▶ [GOALS]:
1 - In the blog post on medieval and fantasy combat scenes, who is named as playing a knight templar against type in the Kingdom of Heaven forest battle?
2 - Write a continuation of the blog post on medieval and fantasy combat scenes, picking up after its final sentence.

▶ [EXTRACTED TEXT]:
* * *

Tuesday, 1 July 2025

Towards a Complete List of Excellent Medieval/Fantasy Combat Scenes

Like, I suspect, 99.9% of my readers, I love a good film combat scene. Some non-fantasy favourites include the big gun battle towards the end of Heat, the final shoot-out in The Way of the Gun, the knife fight in Eastern Promises (A History of Violence has other good Cronenberg fight scenes) and the (criminally underrated) showdown in the (criminally underrated) David Mamet cult classic Heist

My preference for combat scenes is that they look realistic. This is not to say that any combat scene in a film is ever really 'realistic' (real life fights are mostly defined by none of the combatants having much of a clue what is going on). But I like the aesthetic of gritty, relatively unshowy, relatively low-key, but still exciting, encounters.

Here is a brief list of some favourites. You are encouraged to add your own in the comments:


The 'forest battle scene' from towards the start of Kingdom of Heaven. This receives negative points for heavily featuring Orloondo Bland, but bonus points for including the rarely-seen but laudable trope of combatants getting injured but still fighting on. Also notable for featuring David Thewlis, cast against type, as a wily knight templar.


Without wishing to go full Ridley Scott-fanboy, one would have to have a heart of stone not to appreciate the opening battle from Gladiator. When this film first came out, I saw it in the cinema one Saturday afternoon and then immediately went back into the cinema for the early evening showing. And this initial sequence remains a highlight in cinematic history, if you ask me.

* * *

▶ [INFORMATION PROVIDED]:

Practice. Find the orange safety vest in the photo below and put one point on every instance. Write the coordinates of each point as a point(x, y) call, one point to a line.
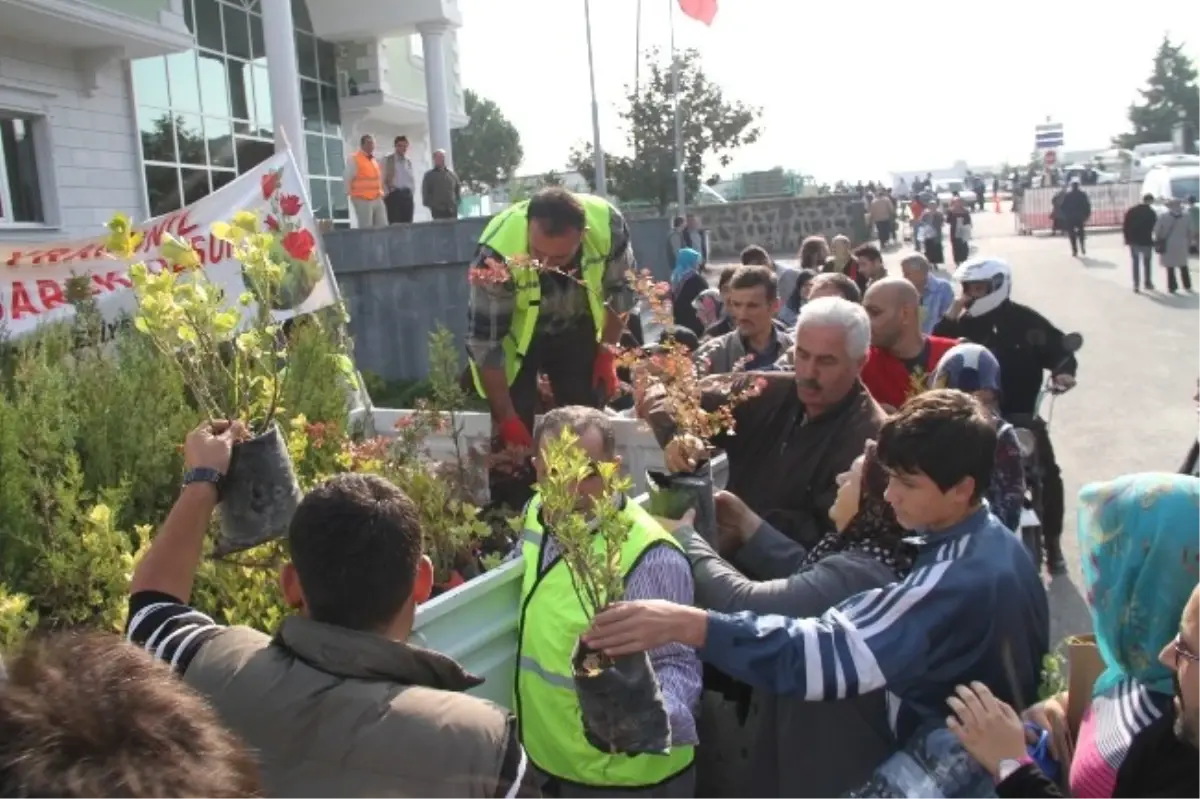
point(366, 182)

* * *

▶ [EXERCISE RESULTS]:
1 - David Thewlis

2 -
The final fight in Roman Polanski's Macbeth. 'But bearlike I must fight the COURSE!' I just love the combination of brutality, bravura and bombast in this scene, shown in long, carefully placed shots, without a score to speak of. Note how quick they are with their weapons and dancing about in their armour (I have been told this is actually more realistic than the more laboured movements one sees in modern cinematic sword fights). 


The 2003 Beat Takeshi version of Zatoichi is my favourite. Japanese jidaigeki of this type always contain a scene in which a single samurai swordsman vaporises a collection of yakuza mooks. This one is executed with particular aplomb.


One of the boons of the internet age is of course that you get the chance to imbibe material shared by friends or acquaintances that would have simply been inaccessible (often literally) in times past. This scene from the 1974 Polish film The Deluge is a classic example.


Not exactly a fight scene, perhaps, but a scene of typical Mel Gibsonian extravagance and balls-to-the-wall film-making. Apocalypto is deeply flawed, but that it was made at all is impressive. And the spectacle is superb.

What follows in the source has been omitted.